**What you are asked to do:**
The answer must be every record below, reproduced exactly.

**Exercise material:**
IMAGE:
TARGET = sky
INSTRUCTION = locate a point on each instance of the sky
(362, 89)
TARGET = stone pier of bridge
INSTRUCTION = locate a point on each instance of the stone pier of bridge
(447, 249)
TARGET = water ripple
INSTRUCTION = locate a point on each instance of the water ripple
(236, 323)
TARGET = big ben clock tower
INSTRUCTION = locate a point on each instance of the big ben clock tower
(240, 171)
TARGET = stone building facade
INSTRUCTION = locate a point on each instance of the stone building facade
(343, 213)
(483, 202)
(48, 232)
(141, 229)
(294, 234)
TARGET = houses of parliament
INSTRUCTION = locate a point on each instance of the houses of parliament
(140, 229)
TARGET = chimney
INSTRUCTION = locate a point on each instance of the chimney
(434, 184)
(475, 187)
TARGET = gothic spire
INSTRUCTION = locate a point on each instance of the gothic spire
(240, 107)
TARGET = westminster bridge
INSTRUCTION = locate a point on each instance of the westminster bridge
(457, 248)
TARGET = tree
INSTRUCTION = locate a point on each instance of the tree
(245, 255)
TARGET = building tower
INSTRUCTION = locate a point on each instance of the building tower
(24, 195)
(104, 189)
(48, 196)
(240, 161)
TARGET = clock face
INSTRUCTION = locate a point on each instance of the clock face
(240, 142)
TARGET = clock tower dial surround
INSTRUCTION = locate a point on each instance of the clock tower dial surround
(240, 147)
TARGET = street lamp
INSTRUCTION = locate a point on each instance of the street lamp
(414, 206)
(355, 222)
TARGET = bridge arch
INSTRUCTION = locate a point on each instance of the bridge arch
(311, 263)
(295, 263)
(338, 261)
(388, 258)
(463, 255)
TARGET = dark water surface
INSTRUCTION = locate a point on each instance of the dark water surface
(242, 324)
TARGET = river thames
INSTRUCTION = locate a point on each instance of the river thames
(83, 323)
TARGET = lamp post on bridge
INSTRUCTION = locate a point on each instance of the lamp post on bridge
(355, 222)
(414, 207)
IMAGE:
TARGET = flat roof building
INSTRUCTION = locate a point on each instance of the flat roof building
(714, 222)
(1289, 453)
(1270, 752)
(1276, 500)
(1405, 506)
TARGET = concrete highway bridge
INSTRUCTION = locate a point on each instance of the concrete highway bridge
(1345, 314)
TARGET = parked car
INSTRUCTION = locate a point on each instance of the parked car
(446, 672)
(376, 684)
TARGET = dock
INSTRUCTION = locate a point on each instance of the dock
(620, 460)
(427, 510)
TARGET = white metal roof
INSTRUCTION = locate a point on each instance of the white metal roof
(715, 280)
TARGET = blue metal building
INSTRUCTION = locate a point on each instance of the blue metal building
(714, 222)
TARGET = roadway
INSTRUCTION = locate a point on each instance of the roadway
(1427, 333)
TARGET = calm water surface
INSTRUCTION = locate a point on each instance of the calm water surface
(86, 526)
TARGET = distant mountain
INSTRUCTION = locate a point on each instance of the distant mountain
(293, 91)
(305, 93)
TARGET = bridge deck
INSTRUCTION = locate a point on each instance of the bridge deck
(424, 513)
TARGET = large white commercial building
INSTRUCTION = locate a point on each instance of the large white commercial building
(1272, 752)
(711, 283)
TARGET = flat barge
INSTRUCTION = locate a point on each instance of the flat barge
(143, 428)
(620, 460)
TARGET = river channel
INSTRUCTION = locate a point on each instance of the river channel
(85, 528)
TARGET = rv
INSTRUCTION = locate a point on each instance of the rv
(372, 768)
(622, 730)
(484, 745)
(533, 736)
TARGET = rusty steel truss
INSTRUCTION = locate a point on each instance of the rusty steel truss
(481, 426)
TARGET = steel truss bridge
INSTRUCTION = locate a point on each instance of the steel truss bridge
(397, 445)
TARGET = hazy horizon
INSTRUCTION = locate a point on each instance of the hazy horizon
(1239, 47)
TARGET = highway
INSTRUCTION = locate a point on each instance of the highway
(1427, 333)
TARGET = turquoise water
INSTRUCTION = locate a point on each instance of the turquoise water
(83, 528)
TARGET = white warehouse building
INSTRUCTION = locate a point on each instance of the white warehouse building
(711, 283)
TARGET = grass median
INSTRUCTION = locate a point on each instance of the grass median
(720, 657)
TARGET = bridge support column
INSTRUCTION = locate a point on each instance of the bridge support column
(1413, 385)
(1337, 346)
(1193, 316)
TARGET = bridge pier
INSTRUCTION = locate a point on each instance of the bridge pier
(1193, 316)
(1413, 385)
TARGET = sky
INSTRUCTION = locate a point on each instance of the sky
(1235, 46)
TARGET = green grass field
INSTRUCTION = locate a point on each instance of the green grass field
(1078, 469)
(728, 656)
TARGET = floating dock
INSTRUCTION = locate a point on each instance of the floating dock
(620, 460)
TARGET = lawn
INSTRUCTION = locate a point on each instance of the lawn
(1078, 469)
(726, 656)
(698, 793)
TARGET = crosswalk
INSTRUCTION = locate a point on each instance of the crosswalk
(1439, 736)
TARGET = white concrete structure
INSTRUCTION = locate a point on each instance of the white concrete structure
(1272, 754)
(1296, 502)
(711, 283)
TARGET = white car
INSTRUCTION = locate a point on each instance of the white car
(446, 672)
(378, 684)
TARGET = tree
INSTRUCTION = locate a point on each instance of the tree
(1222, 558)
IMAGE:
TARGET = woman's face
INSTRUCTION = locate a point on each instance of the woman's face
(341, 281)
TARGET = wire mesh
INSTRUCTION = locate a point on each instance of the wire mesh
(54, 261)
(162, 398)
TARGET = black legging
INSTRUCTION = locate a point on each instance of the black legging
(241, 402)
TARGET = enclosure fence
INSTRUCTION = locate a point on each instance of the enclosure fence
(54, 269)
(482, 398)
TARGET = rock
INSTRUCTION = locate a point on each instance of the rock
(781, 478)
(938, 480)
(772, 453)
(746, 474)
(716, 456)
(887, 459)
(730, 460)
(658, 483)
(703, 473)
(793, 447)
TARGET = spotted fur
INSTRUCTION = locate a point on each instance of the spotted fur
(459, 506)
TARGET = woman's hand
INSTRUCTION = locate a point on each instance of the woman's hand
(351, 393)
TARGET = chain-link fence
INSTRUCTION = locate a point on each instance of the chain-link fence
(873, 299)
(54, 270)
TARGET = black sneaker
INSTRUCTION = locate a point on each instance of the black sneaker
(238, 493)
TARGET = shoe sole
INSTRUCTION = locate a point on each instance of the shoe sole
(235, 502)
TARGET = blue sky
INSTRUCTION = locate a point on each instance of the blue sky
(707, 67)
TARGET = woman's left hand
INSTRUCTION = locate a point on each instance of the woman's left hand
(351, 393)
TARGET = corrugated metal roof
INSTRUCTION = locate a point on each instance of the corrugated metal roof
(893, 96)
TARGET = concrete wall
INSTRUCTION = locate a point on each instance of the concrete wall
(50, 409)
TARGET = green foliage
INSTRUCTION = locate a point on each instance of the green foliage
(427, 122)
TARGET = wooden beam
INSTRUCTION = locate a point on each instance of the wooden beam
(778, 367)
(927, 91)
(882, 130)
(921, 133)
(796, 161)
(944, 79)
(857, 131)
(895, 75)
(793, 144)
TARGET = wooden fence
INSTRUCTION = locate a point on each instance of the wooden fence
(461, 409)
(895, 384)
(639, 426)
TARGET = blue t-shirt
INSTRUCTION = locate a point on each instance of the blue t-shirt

**Output:**
IMAGE:
TARGET = sky
INSTRUCTION = locate a point on each instance of the sky
(362, 89)
TARGET = stone pier of bridge
INSTRUCTION = locate a point on each instance of the stone pier of bridge
(447, 249)
TARGET = water ripple
INSTRUCTION = locate a point on each instance of the water ripple
(236, 323)
TARGET = big ben clock tower
INSTRUCTION = locate a point on each instance of the big ben clock tower
(240, 171)
TARGET = stone building facade
INSTRUCTION = locate a point on each instance of the stone building facade
(343, 213)
(483, 202)
(48, 232)
(141, 229)
(294, 234)
TARGET = houses of parliament
INSTRUCTION = locate a point on each instance of the houses of parliament
(140, 229)
TARGET = chimney
INSTRUCTION = locate a point on each instance of the chimney
(434, 184)
(475, 187)
TARGET = gothic spire
INSTRUCTION = locate a point on each instance of the gothic spire
(240, 107)
TARGET = westminster bridge
INSTRUCTION = locate a point on each instance of the westminster bridge
(457, 248)
TARGET = tree
INSTRUCTION = locate a point on each instance of the tree
(245, 255)
TARGET = building tower
INSTRUCTION = locate a point on each instance of the building tower
(24, 195)
(104, 189)
(48, 196)
(240, 161)
TARGET = clock face
INSTRUCTION = locate a point on each instance of the clock face
(240, 142)
TARGET = clock tower dial surround
INSTRUCTION = locate a point on each instance of the clock tower dial surround
(240, 147)
TARGET = street lamp
INSTRUCTION = locate a point on each instance of the street lamp
(414, 206)
(355, 222)
TARGET = bridge arch
INSTRUCTION = locate a point on each instance of the bridge arch
(311, 263)
(295, 263)
(338, 261)
(388, 258)
(463, 255)
TARGET = dark water surface
INSTRUCTION = locate a point on each instance of the dark water surface
(242, 324)
TARGET = river thames
INSTRUCTION = locate a point on each instance of the river thames
(83, 323)
TARGET = lamp post on bridge
INSTRUCTION = locate a point on each instance of the lamp post on bridge
(355, 222)
(414, 207)
IMAGE:
TARGET = flat roof building
INSTRUCTION = locate a point on each instance of the flat roof building
(714, 222)
(1289, 453)
(1270, 752)
(1276, 500)
(1405, 506)
TARGET = concrete highway bridge
INSTRUCTION = locate a point on each instance of the concrete highway bridge
(1345, 314)
TARGET = parked car
INSTRUCTION = locate a point on each instance of the parked car
(446, 672)
(376, 684)
TARGET = dock
INSTRUCTION = locate a point on each instance of the dock
(620, 460)
(427, 510)
TARGET = white metal roof
INSTRUCTION = locate a point on each instance of the white metal roof
(715, 280)
TARGET = blue metal building
INSTRUCTION = locate a point on each instance of the blue metal building
(714, 222)
TARGET = roadway
INSTRUCTION = locate a point on each instance of the roadway
(1427, 333)
TARGET = calm water surface
INSTRUCTION = locate a point on each instance of the calm water surface
(86, 526)
TARGET = distant mountain
INSTRUCTION = locate a point on each instance of the distant mountain
(293, 91)
(305, 93)
TARGET = bridge deck
INSTRUCTION = locate a point on each instance of the bridge deck
(424, 513)
TARGET = large white commercial building
INSTRUCTION = locate a point on each instance of the large white commercial building
(1272, 752)
(711, 283)
TARGET = flat barge
INSTRUCTION = locate a point on each instance of the flat barge
(143, 428)
(620, 460)
TARGET = river channel
INSTRUCTION = locate a point on each instance of the river channel
(85, 528)
TARGET = rv
INSTRUCTION = locate a point on each instance of the rv
(372, 768)
(622, 730)
(484, 745)
(533, 736)
TARGET = rusty steel truss
INSTRUCTION = locate a point on each instance of the rusty steel truss
(481, 426)
TARGET = steel truss bridge
INSTRUCTION = locate a point on each instance of the steel truss bridge
(397, 445)
TARGET = hazy horizon
INSTRUCTION = locate a point on each instance of the hazy horizon
(1239, 47)
TARGET = highway
INSTRUCTION = locate a point on each instance of the highway
(1427, 333)
TARGET = turquoise water
INSTRUCTION = locate a point on each instance of the turquoise water
(83, 528)
TARGET = white warehouse building
INSTRUCTION = locate a point on each instance of the white warehouse building
(711, 283)
TARGET = grass median
INSTRUCTION = locate a point on each instance of the grass median
(720, 657)
TARGET = bridge support column
INSTRUCTION = locate a point on each instance of the bridge support column
(1413, 385)
(1337, 346)
(1193, 316)
TARGET = bridge pier
INSTRUCTION = locate a point on each instance of the bridge pier
(1193, 316)
(1413, 385)
TARGET = sky
INSTRUCTION = locate a point on each instance of the sky
(1235, 46)
TARGET = green grass field
INSTRUCTION = locate a point on each instance of the green grass field
(1078, 469)
(728, 656)
TARGET = floating dock
INSTRUCTION = locate a point on each instance of the floating dock
(620, 460)
TARGET = lawn
INSTRUCTION = locate a point on each instance of the lawn
(1078, 469)
(726, 656)
(698, 793)
TARGET = crosswalk
INSTRUCTION = locate a point on each instance of the crosswalk
(1439, 736)
TARGET = white concrete structure
INSTRUCTION = locate a point on each instance of the white concrete structure
(1272, 754)
(1296, 502)
(711, 283)
TARGET = white car
INSTRUCTION = locate a point on each instance of the white car
(446, 672)
(378, 684)
TARGET = tree
INSTRUCTION = locate a point on each instance of the tree
(1222, 558)
IMAGE:
TARGET = woman's face
INSTRUCTION = locate a point on each instance of the woman's face
(341, 281)
TARGET = wire mesh
INSTRUCTION = locate a point on each instance of the wire mesh
(54, 261)
(162, 398)
TARGET = black legging
INSTRUCTION = locate a point on each instance of the black legging
(241, 402)
TARGET = enclosure fence
INSTRUCTION = locate a point on each instance of the enclosure fence
(54, 269)
(482, 398)
TARGET = rock
INSTRUCTION = locate a point on each instance of the rock
(781, 478)
(938, 480)
(772, 453)
(746, 474)
(716, 456)
(887, 459)
(730, 460)
(658, 483)
(703, 473)
(793, 447)
TARGET = spotted fur
INSTRUCTION = locate a point on each instance of the spotted fur
(459, 506)
TARGET = woman's hand
INSTRUCTION = locate a point on each instance of the woman's hand
(351, 393)
TARGET = chain-link fence
INSTRUCTION = locate a point on each instance of the chain-link fence
(873, 299)
(54, 270)
TARGET = black sneaker
INSTRUCTION = locate a point on each instance of the black sneaker
(238, 493)
TARGET = shoe sole
INSTRUCTION = locate a point on each instance of the shoe sole
(235, 502)
TARGET = blue sky
INSTRUCTION = locate a point on each instance of the blue sky
(707, 67)
TARGET = woman's left hand
INSTRUCTION = locate a point on each instance of the woman's left hand
(351, 393)
TARGET = corrugated metal roof
INSTRUCTION = locate a point on each instance of the corrugated metal roof
(893, 96)
TARGET = concrete wall
INSTRUCTION = locate a point on each instance of the concrete wall
(50, 409)
TARGET = green foliage
INSTRUCTION = locate a point on each instance of the green foliage
(427, 122)
TARGET = wooden beam
INSTRUCTION = locate a point on each instance of the wooden beam
(778, 367)
(927, 91)
(882, 130)
(921, 133)
(796, 161)
(944, 79)
(857, 131)
(895, 75)
(793, 144)
TARGET = wooden fence
INSTRUCTION = locate a point on each instance of the wooden fence
(461, 409)
(895, 384)
(639, 426)
TARGET = blue t-shirt
INSTRUCTION = locate a point on each instance of the blue t-shirt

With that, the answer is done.